* _Exercise tasks_
1. In the thread about a large spruce, what is the largest nursery pot diameter the owner wants to use?
2. Rewrite the part of the spruce thread starting with "If I can, I’ll" and going on through "for your advice.", switching "radial" to "circular".
3. Continue the thread about the large spruce from its last sentence.

* _Extract provided_
Questions about a large spruce

Hi, I’ve enjoyed reading the posts on this site for a while, and I finally joined. Glad to be here.

I have a couple questions about a large spruce I acquired from our local botanic garden several years ago: one about back-budding, and the other about digging it up to put into a training pot.

  1. A couple years after I bought the tree, I took it to a class, and a knowledgable teacher guided me to chop it and remove several unwanted branches from the very heavy and nicely tapered trunk. The result was a short tree with almost evenly-spaced branches radiating out from the trunk. I waited patiently for a couple years for some back-budding, but didn’t get too much. Then I decided to cut back about a third of the foliage at the extremity of each branch, and I did get some nice back-budding. I’ve done that for the past few years, but the back-budding has slowed. In the meantime, the tree has developed a coat of lichen in many places. Does this inhibit back-budding? Should I remove it? Should I continue to cut back foliage at the branch tips? How much? What time of year? (I live in Zone 5b/6a.)

  2. My second question has to do with how to lift the tree in order to get it into a training pot. The tree has been in the ground for approximately 6 years, and I’m sure the roots go everywhere. It’s been suggested that I cut the roots with a spade all around the tree, wait some amount of time, and then try to raise it out of the ground. I’d like to get it into a nursery pot no larger than 12" in diameter–any larger and I won’t be able to carry it! Does anybody have any suggestions for me? P.S. What time of year is the best time to cut the roots with the spade?

If I can, I’ll put a couple photos below. First photo will show the tree as I acquired it in 2012 (?), and the second (shown from the top looking down) will show the radial arrangement of the branches after removal of unwanted branches and a few years’ worth of trying to encourage back-budding.

Thanks in advance for your advice.

Thanks for posting - this looks like quite a project! I don’t have a lot of experience with spruce, but I can try to address your questions.

  1. In general, spruce aren’t known for lots of back budding, especially on old wood. I don’t know that the lichen is preventing back budding. Hard to say how much if any to remove without a photo showing the areas you’re talking about.

As for pruning, I’d expect this to be a good time of year to reduce the longest shoots. The above shot makes it look like the foliage is quite a ways away from trunk. The tree looks a bit sparse so I wouldn’t want to reduce the foliage by a lot.

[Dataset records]
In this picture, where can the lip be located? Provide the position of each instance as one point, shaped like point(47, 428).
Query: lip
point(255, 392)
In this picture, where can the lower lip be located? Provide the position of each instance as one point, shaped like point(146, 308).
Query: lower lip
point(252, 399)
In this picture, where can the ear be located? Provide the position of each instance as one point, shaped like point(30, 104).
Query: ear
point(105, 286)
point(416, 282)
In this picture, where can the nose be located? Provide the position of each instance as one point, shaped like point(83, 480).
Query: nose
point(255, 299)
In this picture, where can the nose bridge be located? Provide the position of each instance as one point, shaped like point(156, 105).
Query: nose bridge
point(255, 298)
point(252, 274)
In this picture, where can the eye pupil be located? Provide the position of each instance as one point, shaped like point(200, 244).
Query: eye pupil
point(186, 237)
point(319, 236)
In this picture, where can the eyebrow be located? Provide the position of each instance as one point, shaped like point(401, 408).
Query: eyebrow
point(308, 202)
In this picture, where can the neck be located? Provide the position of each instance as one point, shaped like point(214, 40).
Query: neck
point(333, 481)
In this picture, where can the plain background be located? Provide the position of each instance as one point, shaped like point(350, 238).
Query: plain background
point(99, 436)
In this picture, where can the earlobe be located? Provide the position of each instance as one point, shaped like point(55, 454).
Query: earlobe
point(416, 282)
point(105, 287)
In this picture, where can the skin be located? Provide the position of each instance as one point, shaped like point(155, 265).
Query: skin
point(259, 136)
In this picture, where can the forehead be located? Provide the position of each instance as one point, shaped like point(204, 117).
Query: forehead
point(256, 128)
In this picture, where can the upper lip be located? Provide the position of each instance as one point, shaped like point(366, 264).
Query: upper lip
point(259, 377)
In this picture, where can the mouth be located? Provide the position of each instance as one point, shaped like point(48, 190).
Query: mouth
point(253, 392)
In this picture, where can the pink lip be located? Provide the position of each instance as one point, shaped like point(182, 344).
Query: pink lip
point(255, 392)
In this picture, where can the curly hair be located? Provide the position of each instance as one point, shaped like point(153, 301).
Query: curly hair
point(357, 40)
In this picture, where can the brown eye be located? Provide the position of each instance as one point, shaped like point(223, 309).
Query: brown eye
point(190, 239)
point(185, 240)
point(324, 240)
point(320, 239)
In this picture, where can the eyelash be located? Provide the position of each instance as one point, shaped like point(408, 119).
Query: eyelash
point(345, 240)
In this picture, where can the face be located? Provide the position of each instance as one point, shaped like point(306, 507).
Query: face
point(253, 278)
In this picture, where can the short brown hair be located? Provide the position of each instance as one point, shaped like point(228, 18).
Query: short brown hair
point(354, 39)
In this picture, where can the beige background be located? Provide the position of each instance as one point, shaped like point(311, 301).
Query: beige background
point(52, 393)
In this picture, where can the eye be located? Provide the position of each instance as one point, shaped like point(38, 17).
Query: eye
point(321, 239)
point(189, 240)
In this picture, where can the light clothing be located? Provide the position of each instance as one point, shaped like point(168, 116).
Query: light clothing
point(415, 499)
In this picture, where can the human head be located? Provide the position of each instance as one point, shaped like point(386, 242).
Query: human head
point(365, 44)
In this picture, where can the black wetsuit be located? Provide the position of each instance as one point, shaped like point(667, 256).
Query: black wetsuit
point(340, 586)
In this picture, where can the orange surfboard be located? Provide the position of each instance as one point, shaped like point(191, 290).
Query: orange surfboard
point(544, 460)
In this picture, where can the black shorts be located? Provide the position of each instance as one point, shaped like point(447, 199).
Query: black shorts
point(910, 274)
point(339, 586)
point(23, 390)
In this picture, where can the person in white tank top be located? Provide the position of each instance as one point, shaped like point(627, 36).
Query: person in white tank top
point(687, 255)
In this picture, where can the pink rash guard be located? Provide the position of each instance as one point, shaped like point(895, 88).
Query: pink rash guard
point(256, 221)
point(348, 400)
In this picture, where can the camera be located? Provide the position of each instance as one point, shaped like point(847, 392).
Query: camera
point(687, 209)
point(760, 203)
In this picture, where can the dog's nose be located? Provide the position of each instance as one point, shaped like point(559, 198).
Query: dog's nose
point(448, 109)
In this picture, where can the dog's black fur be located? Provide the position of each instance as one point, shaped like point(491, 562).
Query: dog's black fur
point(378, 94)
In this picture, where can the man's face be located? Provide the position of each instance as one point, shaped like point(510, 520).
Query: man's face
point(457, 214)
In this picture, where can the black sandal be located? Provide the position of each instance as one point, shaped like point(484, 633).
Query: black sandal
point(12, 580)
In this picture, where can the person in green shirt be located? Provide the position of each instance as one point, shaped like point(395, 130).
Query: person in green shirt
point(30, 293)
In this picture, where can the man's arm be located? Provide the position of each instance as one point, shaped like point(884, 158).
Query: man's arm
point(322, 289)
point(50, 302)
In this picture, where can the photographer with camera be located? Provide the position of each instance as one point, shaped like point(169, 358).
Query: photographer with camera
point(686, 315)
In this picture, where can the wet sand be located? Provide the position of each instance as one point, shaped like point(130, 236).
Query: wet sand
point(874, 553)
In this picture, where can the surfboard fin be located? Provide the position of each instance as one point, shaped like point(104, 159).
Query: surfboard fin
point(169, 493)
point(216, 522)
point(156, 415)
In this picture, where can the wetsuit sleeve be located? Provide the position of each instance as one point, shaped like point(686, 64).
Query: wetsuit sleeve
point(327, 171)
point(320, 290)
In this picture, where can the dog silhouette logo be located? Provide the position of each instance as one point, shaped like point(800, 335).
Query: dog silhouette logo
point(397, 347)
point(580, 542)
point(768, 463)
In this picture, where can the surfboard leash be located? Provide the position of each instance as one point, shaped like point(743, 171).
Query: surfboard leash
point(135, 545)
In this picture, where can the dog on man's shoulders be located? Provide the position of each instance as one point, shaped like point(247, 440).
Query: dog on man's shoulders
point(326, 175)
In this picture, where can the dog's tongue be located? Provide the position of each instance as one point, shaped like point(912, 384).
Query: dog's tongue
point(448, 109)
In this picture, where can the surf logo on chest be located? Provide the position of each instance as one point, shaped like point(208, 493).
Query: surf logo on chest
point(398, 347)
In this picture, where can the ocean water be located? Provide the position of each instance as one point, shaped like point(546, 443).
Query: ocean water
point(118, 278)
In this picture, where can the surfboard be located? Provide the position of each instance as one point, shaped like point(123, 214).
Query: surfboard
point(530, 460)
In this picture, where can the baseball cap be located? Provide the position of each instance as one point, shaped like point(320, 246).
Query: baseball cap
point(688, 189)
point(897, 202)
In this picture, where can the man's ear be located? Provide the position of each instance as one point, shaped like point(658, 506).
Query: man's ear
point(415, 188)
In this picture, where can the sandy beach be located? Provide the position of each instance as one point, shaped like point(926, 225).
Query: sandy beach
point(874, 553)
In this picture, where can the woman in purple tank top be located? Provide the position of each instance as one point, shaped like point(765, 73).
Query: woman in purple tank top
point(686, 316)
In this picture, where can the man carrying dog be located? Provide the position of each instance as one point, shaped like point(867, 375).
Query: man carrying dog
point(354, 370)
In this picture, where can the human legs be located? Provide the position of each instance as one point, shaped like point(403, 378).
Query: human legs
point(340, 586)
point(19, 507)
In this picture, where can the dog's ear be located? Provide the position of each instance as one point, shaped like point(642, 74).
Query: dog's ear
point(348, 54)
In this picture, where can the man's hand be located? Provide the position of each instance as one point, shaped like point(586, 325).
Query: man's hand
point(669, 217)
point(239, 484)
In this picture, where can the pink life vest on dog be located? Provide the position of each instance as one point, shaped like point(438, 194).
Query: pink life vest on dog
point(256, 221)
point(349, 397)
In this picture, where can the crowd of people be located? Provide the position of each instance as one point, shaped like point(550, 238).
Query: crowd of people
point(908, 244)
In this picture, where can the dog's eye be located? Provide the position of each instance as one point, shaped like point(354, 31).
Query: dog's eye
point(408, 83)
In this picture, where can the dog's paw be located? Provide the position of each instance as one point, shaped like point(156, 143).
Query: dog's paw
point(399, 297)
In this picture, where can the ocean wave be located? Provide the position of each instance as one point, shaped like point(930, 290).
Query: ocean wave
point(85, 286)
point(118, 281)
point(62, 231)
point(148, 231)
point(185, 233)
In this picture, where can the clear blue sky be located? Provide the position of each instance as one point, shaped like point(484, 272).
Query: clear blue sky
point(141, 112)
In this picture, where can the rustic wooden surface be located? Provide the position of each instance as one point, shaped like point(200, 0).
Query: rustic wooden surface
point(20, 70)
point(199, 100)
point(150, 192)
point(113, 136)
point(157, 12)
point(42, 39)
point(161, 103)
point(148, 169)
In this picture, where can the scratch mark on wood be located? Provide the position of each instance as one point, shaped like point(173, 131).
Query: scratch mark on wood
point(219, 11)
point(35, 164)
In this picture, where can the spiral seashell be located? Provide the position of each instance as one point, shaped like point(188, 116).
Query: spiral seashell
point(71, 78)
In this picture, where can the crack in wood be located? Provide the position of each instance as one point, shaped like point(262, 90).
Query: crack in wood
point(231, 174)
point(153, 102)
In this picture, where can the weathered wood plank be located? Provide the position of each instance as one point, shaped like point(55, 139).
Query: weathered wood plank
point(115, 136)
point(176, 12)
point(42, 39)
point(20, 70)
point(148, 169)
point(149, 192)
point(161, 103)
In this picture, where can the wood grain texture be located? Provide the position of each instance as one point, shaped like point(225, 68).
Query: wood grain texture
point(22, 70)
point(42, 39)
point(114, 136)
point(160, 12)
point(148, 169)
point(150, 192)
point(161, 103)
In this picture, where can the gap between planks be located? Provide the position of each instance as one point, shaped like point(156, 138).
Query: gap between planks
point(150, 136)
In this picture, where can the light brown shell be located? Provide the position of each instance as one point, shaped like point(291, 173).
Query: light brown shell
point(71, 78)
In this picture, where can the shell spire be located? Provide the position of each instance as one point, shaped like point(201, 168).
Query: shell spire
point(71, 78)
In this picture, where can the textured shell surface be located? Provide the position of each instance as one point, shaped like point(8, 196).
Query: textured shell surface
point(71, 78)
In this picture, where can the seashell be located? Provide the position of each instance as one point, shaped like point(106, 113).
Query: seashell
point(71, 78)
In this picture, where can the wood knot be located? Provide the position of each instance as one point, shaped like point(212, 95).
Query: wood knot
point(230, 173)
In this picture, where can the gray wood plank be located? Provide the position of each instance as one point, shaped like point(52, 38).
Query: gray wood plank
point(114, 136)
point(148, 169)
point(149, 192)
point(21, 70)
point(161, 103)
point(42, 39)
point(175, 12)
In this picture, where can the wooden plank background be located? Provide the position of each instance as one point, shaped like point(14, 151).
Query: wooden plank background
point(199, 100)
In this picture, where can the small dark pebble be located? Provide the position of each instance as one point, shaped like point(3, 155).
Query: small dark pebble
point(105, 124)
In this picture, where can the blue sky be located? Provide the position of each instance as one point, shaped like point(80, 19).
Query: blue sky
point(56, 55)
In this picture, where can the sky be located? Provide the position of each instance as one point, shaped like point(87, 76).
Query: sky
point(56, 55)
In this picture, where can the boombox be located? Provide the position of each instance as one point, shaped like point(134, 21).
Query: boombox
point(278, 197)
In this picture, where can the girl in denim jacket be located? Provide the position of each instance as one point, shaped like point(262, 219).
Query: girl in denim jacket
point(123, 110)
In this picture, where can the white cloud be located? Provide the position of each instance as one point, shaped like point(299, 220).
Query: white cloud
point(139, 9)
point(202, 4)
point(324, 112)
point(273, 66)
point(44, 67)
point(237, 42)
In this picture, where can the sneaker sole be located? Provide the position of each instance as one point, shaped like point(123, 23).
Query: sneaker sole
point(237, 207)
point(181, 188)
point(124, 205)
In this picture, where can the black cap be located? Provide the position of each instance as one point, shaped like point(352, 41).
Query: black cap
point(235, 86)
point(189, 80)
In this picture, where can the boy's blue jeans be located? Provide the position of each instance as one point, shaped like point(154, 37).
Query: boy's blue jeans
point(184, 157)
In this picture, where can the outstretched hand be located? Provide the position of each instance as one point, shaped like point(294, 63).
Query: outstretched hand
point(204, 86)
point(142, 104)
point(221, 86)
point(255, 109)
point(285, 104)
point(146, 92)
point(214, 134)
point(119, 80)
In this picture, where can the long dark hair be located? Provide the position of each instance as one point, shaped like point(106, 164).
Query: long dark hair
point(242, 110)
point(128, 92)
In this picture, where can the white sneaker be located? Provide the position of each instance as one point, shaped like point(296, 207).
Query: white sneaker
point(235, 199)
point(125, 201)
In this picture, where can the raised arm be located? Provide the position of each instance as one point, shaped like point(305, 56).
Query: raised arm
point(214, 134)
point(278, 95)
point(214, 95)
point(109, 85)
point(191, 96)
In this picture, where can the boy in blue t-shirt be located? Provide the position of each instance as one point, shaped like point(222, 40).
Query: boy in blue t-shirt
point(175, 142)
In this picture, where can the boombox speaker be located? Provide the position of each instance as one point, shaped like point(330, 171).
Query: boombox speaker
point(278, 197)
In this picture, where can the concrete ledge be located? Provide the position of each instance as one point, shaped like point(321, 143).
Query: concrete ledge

* _Task-by-task results_
1. No larger than 12" in diameter.

2.
If I can, I’ll put a couple photos below. First photo will show the tree as I acquired it in 2012 (?), and the second (shown from the top looking down) will show the circular arrangement of the branches after removal of unwanted branches and a few years’ worth of trying to encourage back-budding.

Thanks in advance for your advice.

3.
  1. Is the tree planted in a nursery container nestled in the ground? You can cut some of the roots with a shovel anytime. The best time to dig the tree up is at the end of winter or early spring.

Hi, thanks for posting the pictures.
1.if your intention is to transplant the tree to a container than i would suggest you retain all of the foliage present. In other words no work prior to digging out the tree!
2.Because of your zone, i would not dig around the rootball at this time. Too little time left prior to frost and freezing for the tree to recover.
3. The best time to collect the tree will be in the spring before budbreak! This gives the longest period of growth for recovery.
4. The governing factor for the size of rootball should be what you find when you dig the tree! You may have to start larger and reduce the rootball over time in order to collect it successfully!
5. If you have the time than i would dig around the perimeter with a shovel to sever some large roots this spring and then lift the tree in the fall. This will give the roots time to recover before the shock of digging it up.

Jonas and Frank,

Thanks for your advice. Considering your combined recommendations, here’s my plan:

  1. Later this fall, seeing how the tree is filling out more on one side (from the one o’clock position to the five o’clock position in the photo above), I’m going to remove all branches on the weak side of the trunk, where there is little evidence of back-budding. This is in line with my emerging sense of how this informal upright tree should be designed: branches with good foliage and progressive taper emerging on one side of the trunk, which will be jinned and carved at the top few inches. I’ll consider adding shari at a later date on the barren side of the trunk where the branches have been removed. This would give me the opportunity to wire the remaining branches (on the “strong” side) more directionally, thereby introducing much more movement to the tree.

  2. See the photo at the bottom of this post for an idea of the amount of lichen that covers this tree. It’s time for that stuff to go! I’m going to use a medium brush to gently remove as much of it as possible around the trunk and on the remaining branches. (Is there a better method?)

  3. In the spring of 2020, I’ll cut back some of the foliage on the strong branches to a) force more back-budding if possible, and b) obtain material that I can graft to empty sections of the branches where needed.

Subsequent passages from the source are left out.